> Raw data:
────────────────

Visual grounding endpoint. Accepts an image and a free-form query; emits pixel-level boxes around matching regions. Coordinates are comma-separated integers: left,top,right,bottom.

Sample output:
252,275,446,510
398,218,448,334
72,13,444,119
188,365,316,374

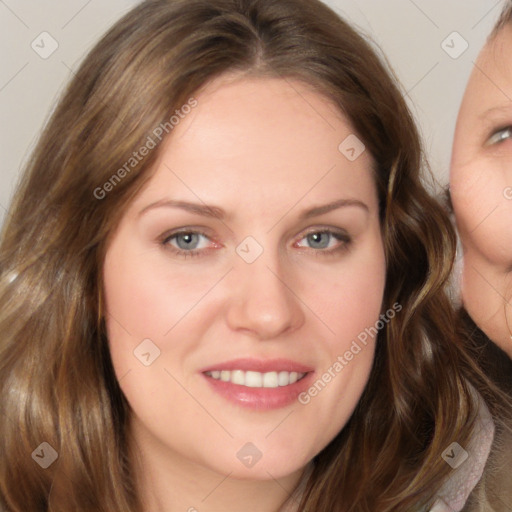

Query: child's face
104,74,386,479
450,27,512,357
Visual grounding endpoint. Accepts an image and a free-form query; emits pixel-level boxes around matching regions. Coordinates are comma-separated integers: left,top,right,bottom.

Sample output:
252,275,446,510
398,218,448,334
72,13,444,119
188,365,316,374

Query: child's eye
485,126,512,146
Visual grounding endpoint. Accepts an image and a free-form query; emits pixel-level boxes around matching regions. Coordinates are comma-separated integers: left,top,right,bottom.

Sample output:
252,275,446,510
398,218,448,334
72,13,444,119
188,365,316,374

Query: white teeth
231,370,245,386
206,370,306,388
263,372,279,388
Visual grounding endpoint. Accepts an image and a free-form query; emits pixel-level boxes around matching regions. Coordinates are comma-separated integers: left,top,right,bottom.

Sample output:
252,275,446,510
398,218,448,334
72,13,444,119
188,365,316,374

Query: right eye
485,126,512,146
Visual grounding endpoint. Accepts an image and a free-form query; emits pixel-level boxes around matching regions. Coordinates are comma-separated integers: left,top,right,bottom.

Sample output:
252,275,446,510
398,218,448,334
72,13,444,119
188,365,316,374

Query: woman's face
104,77,385,479
450,27,512,357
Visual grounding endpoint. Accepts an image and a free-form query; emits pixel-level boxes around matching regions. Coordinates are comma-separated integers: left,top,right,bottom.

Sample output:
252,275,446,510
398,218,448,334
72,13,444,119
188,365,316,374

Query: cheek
450,159,512,266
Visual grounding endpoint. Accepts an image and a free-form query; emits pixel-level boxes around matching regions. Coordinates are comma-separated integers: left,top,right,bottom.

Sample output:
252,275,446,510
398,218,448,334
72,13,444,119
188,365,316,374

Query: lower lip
203,372,314,410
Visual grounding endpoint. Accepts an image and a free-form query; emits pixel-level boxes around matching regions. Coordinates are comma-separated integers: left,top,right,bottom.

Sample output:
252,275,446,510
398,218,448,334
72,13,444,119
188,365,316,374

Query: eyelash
486,126,512,146
161,228,352,259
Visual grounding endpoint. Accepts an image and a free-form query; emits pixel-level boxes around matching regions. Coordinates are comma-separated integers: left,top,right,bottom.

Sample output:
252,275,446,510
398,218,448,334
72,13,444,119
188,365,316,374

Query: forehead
150,75,372,190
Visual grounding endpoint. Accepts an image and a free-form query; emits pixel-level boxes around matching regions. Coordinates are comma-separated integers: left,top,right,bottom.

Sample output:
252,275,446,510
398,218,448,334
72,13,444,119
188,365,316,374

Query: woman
0,0,493,512
450,2,512,511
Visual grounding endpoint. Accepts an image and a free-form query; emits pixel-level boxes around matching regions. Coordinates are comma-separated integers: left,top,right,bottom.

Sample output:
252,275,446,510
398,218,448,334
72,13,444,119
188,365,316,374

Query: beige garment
279,397,495,512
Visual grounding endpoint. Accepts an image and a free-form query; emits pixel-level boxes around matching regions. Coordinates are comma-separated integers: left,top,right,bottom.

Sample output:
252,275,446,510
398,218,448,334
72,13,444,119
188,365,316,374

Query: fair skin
103,76,385,512
450,26,512,357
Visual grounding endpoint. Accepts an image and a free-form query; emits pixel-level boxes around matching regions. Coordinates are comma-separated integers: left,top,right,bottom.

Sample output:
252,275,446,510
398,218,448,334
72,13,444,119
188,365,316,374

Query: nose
227,251,305,340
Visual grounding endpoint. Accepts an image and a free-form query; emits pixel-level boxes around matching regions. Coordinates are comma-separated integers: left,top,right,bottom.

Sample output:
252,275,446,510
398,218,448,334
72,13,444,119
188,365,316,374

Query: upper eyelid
160,226,352,246
485,124,512,146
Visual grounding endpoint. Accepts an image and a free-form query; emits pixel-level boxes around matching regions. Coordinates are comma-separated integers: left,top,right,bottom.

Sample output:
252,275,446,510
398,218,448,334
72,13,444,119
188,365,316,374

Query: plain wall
0,0,503,225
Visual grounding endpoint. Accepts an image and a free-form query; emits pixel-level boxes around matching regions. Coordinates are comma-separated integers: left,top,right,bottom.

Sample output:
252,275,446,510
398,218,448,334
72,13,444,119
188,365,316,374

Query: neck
129,416,311,512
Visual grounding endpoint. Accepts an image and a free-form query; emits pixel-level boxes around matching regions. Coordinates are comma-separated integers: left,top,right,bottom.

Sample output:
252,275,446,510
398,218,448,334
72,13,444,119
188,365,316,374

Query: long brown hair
0,0,492,512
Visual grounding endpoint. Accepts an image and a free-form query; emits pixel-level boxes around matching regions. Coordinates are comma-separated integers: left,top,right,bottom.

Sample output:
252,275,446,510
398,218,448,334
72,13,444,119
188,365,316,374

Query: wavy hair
0,0,490,512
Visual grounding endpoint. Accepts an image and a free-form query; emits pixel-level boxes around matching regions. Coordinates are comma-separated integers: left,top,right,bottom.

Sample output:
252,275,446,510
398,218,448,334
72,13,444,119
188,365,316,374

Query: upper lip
201,358,313,373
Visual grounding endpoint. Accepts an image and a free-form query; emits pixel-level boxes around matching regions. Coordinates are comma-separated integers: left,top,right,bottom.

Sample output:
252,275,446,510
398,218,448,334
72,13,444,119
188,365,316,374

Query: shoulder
430,395,495,512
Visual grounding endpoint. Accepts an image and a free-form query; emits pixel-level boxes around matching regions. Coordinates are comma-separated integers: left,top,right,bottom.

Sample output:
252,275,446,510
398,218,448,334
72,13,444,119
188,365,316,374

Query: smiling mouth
205,370,307,388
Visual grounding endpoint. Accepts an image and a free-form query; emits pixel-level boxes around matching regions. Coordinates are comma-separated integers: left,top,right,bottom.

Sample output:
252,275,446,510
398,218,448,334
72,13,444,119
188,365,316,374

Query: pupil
309,233,329,249
177,233,198,249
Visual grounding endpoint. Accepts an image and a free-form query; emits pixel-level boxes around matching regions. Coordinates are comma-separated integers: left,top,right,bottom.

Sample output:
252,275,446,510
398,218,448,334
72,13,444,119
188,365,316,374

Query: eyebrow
138,199,370,220
478,103,512,120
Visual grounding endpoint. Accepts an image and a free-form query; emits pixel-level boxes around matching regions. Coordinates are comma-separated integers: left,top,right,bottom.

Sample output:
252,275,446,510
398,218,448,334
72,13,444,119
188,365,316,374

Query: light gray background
0,0,504,225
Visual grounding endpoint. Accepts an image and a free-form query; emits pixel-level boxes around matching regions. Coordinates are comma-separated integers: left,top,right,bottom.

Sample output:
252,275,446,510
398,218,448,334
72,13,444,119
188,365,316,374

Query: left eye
486,126,512,146
298,231,350,249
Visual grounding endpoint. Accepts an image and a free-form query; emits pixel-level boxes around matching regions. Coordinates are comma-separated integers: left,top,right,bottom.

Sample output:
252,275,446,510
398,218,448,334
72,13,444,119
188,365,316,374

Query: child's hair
0,0,494,512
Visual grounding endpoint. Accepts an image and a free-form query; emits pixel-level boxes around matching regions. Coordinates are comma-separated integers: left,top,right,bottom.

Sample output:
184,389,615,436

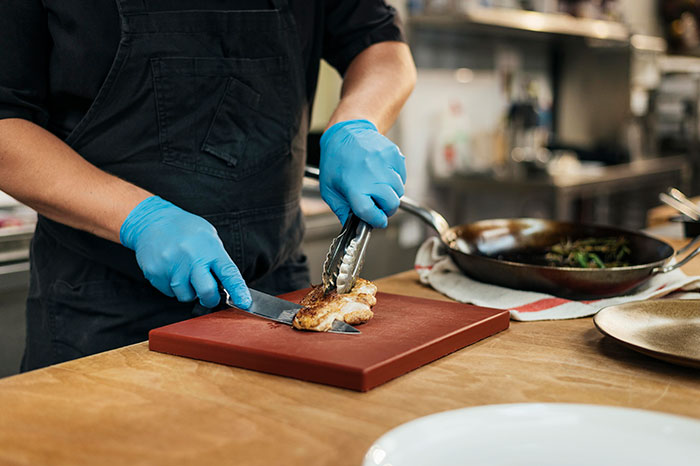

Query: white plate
363,403,700,466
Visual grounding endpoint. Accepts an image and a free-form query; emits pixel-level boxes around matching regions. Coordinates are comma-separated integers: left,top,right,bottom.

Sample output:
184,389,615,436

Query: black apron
22,0,309,370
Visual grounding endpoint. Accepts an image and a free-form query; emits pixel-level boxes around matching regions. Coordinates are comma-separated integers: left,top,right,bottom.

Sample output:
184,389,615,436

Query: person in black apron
0,0,416,370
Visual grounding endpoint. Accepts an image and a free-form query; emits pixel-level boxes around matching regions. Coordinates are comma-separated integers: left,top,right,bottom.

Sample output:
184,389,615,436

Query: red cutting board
148,290,509,391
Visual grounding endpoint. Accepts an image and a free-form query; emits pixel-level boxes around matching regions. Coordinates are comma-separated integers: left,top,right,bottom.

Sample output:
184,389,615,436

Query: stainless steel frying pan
401,197,700,299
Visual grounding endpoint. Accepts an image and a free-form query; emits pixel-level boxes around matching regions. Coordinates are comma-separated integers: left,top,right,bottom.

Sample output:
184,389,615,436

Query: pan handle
651,236,700,275
400,196,450,238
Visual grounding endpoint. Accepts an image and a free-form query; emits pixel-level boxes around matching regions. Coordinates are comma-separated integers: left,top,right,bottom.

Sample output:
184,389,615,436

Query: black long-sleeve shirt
0,0,402,137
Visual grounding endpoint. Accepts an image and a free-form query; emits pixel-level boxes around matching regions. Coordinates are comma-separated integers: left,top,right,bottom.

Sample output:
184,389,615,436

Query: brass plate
593,299,700,368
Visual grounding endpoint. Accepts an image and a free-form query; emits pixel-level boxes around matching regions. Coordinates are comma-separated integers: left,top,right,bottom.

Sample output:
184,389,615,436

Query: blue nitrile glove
119,196,252,309
319,120,406,228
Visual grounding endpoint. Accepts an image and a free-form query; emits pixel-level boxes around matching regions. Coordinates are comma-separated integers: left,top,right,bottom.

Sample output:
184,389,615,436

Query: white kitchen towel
415,237,700,321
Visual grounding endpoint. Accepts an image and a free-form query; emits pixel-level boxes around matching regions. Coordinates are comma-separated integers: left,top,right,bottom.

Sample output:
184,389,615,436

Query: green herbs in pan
545,236,631,269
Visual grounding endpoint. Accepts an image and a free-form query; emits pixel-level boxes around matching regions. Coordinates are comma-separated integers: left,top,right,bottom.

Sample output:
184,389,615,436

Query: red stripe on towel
513,298,571,312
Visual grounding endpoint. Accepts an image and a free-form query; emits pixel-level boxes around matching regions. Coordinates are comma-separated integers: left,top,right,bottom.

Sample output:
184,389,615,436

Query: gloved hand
319,120,406,228
119,196,252,309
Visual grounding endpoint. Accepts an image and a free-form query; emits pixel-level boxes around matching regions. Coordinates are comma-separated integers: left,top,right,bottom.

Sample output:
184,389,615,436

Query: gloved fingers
382,169,405,197
382,143,406,184
321,189,350,225
350,194,388,228
170,277,197,303
372,184,401,217
368,159,404,197
144,270,175,298
190,267,221,309
212,255,253,309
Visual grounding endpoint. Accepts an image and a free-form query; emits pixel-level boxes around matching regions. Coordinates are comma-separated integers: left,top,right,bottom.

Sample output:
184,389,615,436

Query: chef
0,0,415,371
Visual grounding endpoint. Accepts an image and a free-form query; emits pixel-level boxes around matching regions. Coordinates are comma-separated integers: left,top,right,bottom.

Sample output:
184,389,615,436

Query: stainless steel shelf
409,8,630,43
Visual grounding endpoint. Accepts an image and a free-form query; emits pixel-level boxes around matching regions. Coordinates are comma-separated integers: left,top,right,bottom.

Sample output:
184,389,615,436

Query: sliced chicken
292,278,377,332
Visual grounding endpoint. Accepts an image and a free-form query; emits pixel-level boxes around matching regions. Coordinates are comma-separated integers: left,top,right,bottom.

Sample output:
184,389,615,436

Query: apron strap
270,0,289,11
117,0,148,15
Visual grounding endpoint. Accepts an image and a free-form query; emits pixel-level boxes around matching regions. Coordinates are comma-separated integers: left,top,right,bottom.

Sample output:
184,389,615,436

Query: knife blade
222,287,361,335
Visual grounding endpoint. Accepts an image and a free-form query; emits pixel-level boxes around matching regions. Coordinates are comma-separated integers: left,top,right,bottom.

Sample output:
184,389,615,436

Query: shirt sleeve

────────────────

Reproduce the lines word for word, from the first line through the line containing "263,372,279,388", with both ends included. Leave the pictures out of your answer.

Visual grounding endpoint. Accepts an image and a free-form query; emits pixel-level boxes around matching regions. Coordinates are comma-separated integers: left,top,right,bottom.

Sample output:
252,275,446,510
398,218,448,334
72,13,444,119
188,365,316,374


Query: child's face
104,74,386,479
450,27,512,357
Visual grounding endpoint. Accepts an image and a free-form query; emits pixel-level boxes around matching regions. Coordinates are comma-separated integers: left,top,right,bottom.

Sample output:
252,275,446,510
398,218,448,334
72,13,444,119
188,365,316,374

Query: child's eye
485,126,512,146
Visual grounding endpoint. Accepts an image and a free-form query; emits pixel-level boxes around matching regions. Coordinates are comma-separated integers: left,top,right,bottom.

Sample output:
252,275,446,510
398,218,448,334
72,13,444,119
188,365,316,374

Query: white teeth
231,370,245,386
206,370,306,388
263,372,279,388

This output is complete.